Task brief: Recast the lines below as a JSON list of strings, one string per line, skipping blank lines. Leave the pictures out.

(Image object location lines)
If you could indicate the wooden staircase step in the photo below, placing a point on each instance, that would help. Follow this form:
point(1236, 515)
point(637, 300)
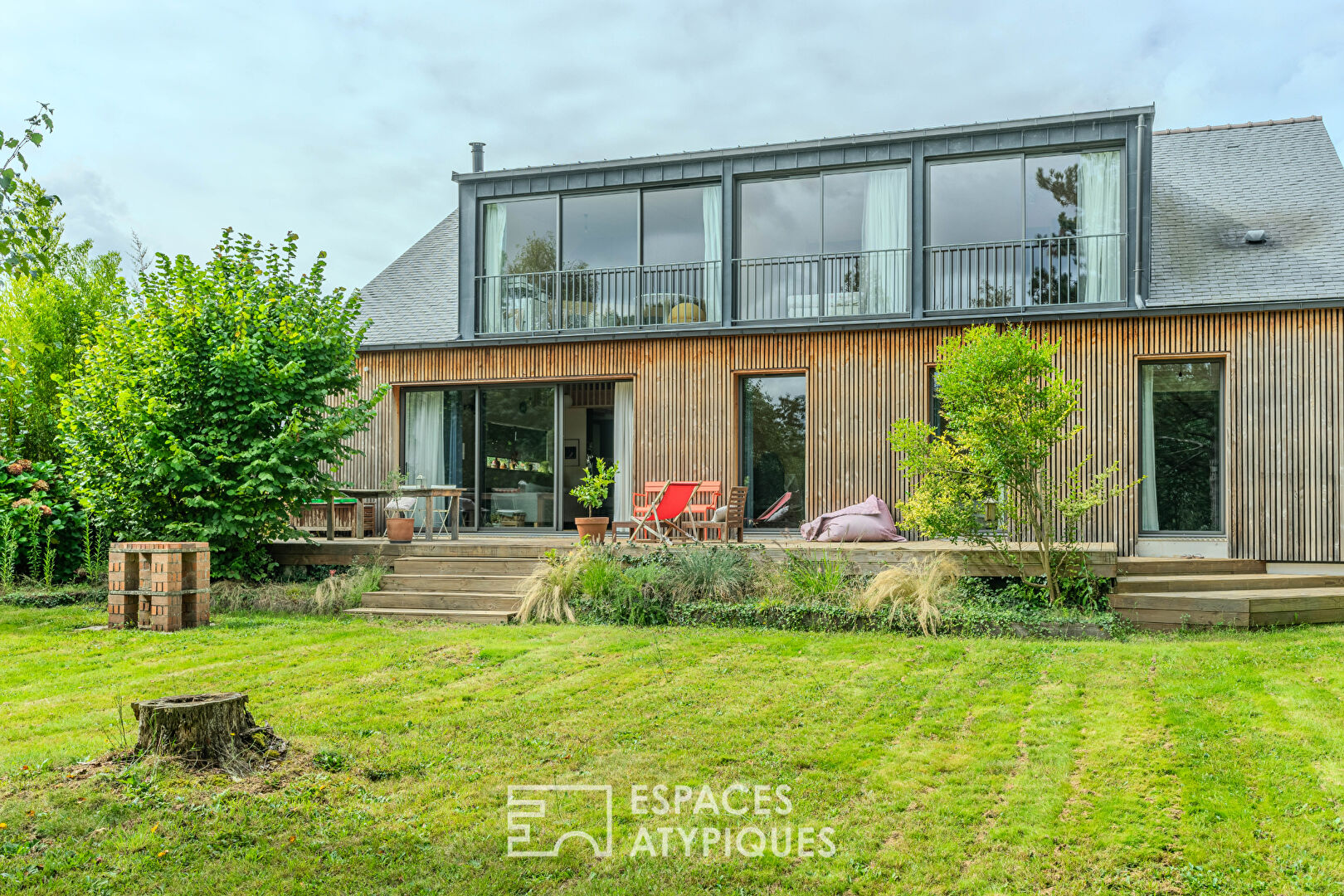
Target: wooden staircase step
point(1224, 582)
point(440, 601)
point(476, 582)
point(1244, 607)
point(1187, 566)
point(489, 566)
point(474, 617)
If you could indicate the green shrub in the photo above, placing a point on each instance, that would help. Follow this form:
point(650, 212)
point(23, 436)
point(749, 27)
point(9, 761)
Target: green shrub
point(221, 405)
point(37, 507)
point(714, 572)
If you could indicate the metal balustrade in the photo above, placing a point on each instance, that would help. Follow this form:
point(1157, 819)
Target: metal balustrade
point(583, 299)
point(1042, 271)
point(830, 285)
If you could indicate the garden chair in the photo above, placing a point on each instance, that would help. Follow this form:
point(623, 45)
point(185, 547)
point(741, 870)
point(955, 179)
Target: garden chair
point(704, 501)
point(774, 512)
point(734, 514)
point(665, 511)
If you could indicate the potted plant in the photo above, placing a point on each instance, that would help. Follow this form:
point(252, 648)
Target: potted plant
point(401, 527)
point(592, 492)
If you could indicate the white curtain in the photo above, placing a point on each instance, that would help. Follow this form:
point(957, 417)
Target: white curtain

Full output:
[
  "If you could indicate the wooden staircase step in the photo below, placing a point on each instance, that would help. Follow this form:",
  "point(1236, 515)",
  "point(637, 300)",
  "Target: wooden staircase step",
  "point(1224, 582)",
  "point(440, 601)",
  "point(476, 582)",
  "point(1244, 607)",
  "point(1187, 566)",
  "point(489, 566)",
  "point(474, 617)",
  "If you could indicate the green shrub in the photo above, placing a point on each instance, that would help. Follow this form:",
  "point(650, 212)",
  "point(23, 436)",
  "point(749, 27)",
  "point(9, 761)",
  "Target: green shrub",
  "point(221, 405)",
  "point(37, 507)",
  "point(714, 572)",
  "If you could indicate the metal balustrade in the photo above, placing a point on each instance, that would help. Follow this form:",
  "point(1157, 819)",
  "Target: metal balustrade",
  "point(583, 299)",
  "point(1042, 271)",
  "point(830, 285)",
  "If you could indicate the garden chair in the photo above, placing a point on each instance, that would help. Follow this form:",
  "point(623, 45)",
  "point(185, 547)",
  "point(741, 870)",
  "point(955, 179)",
  "Target: garden chair",
  "point(704, 501)",
  "point(774, 512)",
  "point(734, 514)",
  "point(665, 511)",
  "If you could indicate the potted plant in the photo above, placing a point on each instance, that would help. Follow this form:",
  "point(252, 648)",
  "Target: potted plant",
  "point(401, 527)",
  "point(592, 492)",
  "If you could indicate the white curtain in the photo above, placing a point on each instance, that would help. Follow this form:",
  "point(957, 417)",
  "Target: white curtain"
]